## Begin Data supplied
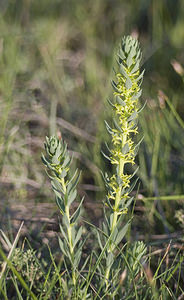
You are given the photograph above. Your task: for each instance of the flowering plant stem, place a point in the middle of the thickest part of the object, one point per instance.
(123, 151)
(57, 161)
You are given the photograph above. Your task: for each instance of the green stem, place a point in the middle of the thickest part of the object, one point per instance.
(117, 201)
(69, 232)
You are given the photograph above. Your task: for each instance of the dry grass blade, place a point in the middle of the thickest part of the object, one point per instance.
(11, 250)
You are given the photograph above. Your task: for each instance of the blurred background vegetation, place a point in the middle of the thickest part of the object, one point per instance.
(56, 63)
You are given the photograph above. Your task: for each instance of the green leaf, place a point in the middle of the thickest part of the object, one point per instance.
(140, 76)
(71, 197)
(106, 156)
(114, 85)
(60, 204)
(79, 233)
(130, 189)
(135, 68)
(121, 54)
(137, 95)
(66, 221)
(123, 71)
(128, 83)
(125, 149)
(73, 185)
(109, 101)
(61, 244)
(77, 257)
(76, 214)
(109, 129)
(133, 116)
(142, 107)
(120, 101)
(122, 233)
(129, 60)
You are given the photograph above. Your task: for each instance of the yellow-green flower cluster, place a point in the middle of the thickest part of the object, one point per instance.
(125, 105)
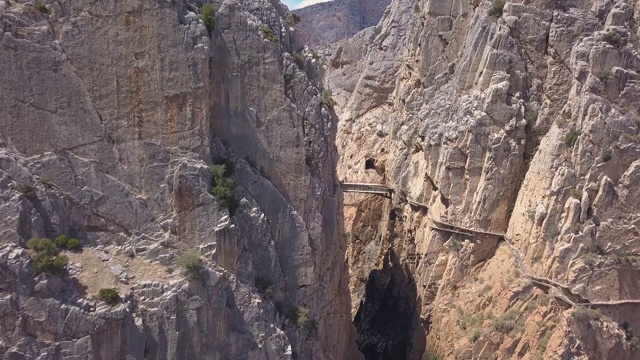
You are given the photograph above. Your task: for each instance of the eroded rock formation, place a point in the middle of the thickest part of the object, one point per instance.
(110, 115)
(328, 22)
(519, 120)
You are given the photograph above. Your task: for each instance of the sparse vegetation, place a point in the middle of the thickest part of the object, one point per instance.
(208, 16)
(485, 290)
(46, 183)
(109, 296)
(576, 193)
(614, 39)
(496, 8)
(530, 118)
(606, 75)
(634, 342)
(554, 231)
(507, 322)
(64, 242)
(587, 314)
(192, 263)
(223, 186)
(572, 137)
(42, 7)
(544, 340)
(47, 258)
(268, 33)
(376, 31)
(476, 336)
(327, 98)
(26, 190)
(299, 60)
(298, 315)
(265, 286)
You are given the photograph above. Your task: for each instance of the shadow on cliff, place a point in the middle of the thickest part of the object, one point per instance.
(389, 315)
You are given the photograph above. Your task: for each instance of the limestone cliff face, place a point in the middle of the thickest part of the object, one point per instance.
(328, 22)
(112, 112)
(519, 120)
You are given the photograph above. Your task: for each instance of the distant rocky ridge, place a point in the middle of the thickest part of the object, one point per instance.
(335, 20)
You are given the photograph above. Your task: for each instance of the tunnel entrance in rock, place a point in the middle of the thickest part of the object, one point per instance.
(388, 314)
(370, 163)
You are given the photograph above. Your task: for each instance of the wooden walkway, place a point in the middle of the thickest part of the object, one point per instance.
(562, 292)
(365, 188)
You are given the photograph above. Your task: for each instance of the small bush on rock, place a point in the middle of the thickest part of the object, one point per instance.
(496, 8)
(265, 286)
(109, 296)
(327, 98)
(614, 39)
(572, 137)
(223, 187)
(26, 190)
(299, 60)
(268, 33)
(42, 7)
(208, 16)
(47, 258)
(192, 264)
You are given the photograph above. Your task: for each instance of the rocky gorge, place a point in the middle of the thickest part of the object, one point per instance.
(458, 180)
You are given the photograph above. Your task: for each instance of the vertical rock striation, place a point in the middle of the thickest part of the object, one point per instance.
(515, 120)
(111, 113)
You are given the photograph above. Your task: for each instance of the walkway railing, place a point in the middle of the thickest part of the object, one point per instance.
(563, 292)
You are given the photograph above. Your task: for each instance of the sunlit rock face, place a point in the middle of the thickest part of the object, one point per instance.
(110, 115)
(517, 124)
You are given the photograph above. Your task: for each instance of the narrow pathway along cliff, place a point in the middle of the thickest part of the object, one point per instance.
(519, 118)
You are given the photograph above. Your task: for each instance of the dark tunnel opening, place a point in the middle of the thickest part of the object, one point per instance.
(388, 315)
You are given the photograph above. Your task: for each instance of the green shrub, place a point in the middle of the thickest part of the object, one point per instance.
(614, 39)
(109, 296)
(192, 264)
(298, 315)
(585, 314)
(218, 171)
(496, 8)
(26, 190)
(530, 118)
(223, 186)
(475, 336)
(44, 263)
(73, 244)
(554, 232)
(572, 137)
(268, 33)
(506, 323)
(576, 193)
(42, 246)
(42, 7)
(47, 258)
(376, 31)
(327, 98)
(299, 60)
(208, 16)
(46, 183)
(63, 242)
(265, 286)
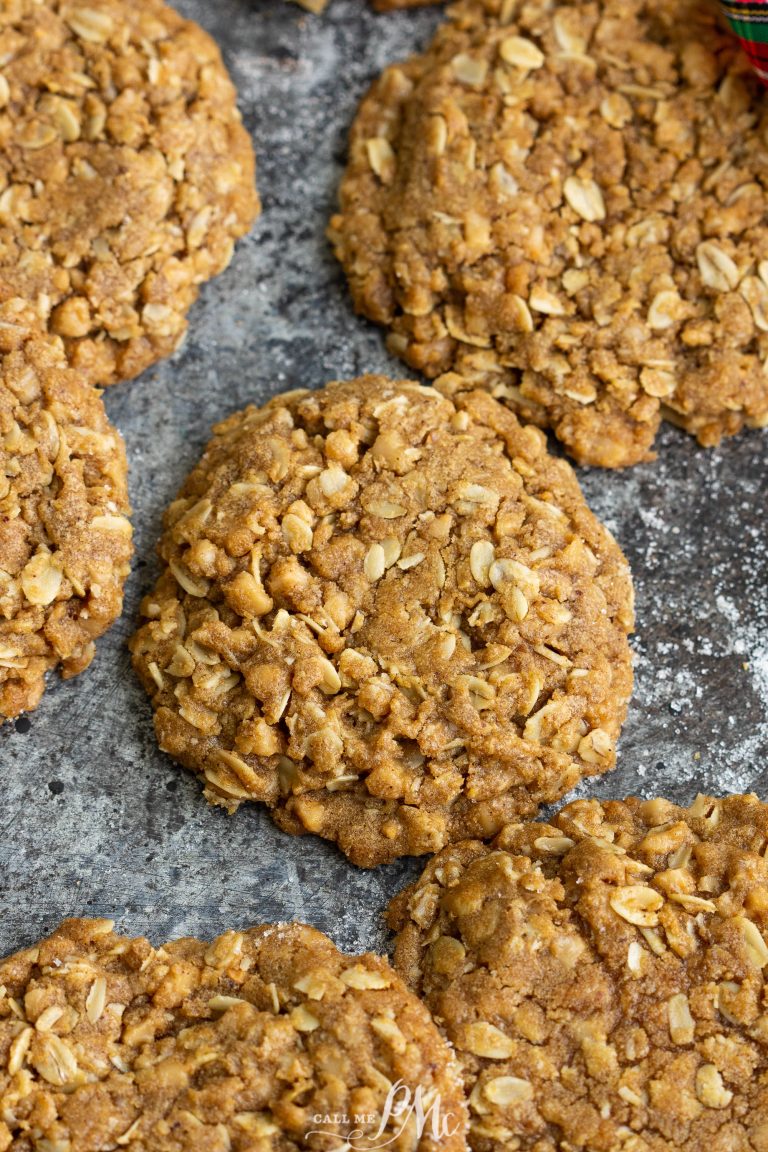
## End Data supplied
Set problem
Gather every line from the rows above that contains the string "cliff" and copy each one in full. Only matches with the same capitalization count.

Solution
You are given the photograph above. Your task: for each instance of the shadow on cliff, place a point in the middle of the thickest part of the object, one point per instance.
You are given the photograph above. Your task: for each instance of the limestone cliff face, place a point in the middle of the thickest part of the object, one point per instance.
You are given the photograph above. Your task: for each instance of the narrow pathway along cliff, place a point in the middle of the thickest part of the object, one point per instance.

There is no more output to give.